*Supplied records:*
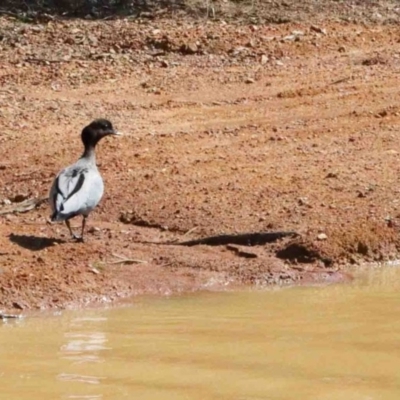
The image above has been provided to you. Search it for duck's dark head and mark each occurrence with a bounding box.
[81,119,121,149]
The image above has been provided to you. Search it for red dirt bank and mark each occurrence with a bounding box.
[1,12,400,312]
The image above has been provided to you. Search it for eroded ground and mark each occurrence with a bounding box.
[1,14,400,311]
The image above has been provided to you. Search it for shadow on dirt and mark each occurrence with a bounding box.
[9,233,64,251]
[0,0,398,24]
[178,231,299,246]
[276,241,333,266]
[0,0,186,21]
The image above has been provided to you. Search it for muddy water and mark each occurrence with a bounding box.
[2,267,400,400]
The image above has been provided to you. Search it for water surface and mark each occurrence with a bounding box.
[2,267,400,399]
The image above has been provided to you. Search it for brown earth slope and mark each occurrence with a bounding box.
[1,10,400,312]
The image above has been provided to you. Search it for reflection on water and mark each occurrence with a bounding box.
[2,266,400,399]
[57,317,108,398]
[61,318,109,365]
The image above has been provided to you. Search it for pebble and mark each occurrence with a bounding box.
[298,197,309,206]
[261,54,269,65]
[283,35,297,41]
[180,43,198,54]
[310,25,327,35]
[325,172,338,178]
[317,233,328,241]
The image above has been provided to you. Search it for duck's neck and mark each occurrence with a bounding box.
[81,145,97,164]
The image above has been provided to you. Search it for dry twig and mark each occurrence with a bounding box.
[0,197,47,215]
[109,253,147,265]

*Action item:*
Return all the lines above exactly; none of the pictures should appear.

*Written response:*
The image above has been provided to you. Search it for duck's dark head and mark each occurrence with a bounding box.
[81,119,121,149]
The image above has been provided to you. Search it for red dirt bank and mark each occurrence with a bounding box.
[1,12,400,312]
The image above has been provided to you. Search it for eroded ground and mark each occurrence with a bounding box.
[1,14,400,311]
The image above has been provided to you. Search it for shadow on dirt and mark each occurrence with a bounding box.
[9,233,64,251]
[0,0,398,24]
[178,231,299,246]
[276,241,333,266]
[0,0,186,21]
The image above has been provided to you. Search it for muddy water and mark each occurrence with a bounding box.
[2,267,400,400]
The image above has been provided to you. Search it for water surface and mark each occurrence with a bounding box.
[2,267,400,399]
The image above has been provided to you. Search it for brown earth slope and mark each occurrence with a bounding box.
[1,10,400,312]
The image above has been provided to you. Search it for reflection on water and mark each occurrence with a bounding box.
[2,266,400,399]
[57,317,108,398]
[61,318,109,365]
The image above has been provided to you. Search it for pebble and mark each occurrence with a bounding box.
[298,197,309,206]
[261,54,269,65]
[283,35,297,41]
[180,43,198,54]
[310,25,327,35]
[325,172,338,178]
[317,233,328,241]
The image above has been provided to you. Search it for duck's neck and mark each occurrence with a bounding box.
[81,145,97,164]
The image above has been provided to you. Search it for dry twig and mark each occurrence with a bounding box.
[0,197,47,215]
[109,253,147,265]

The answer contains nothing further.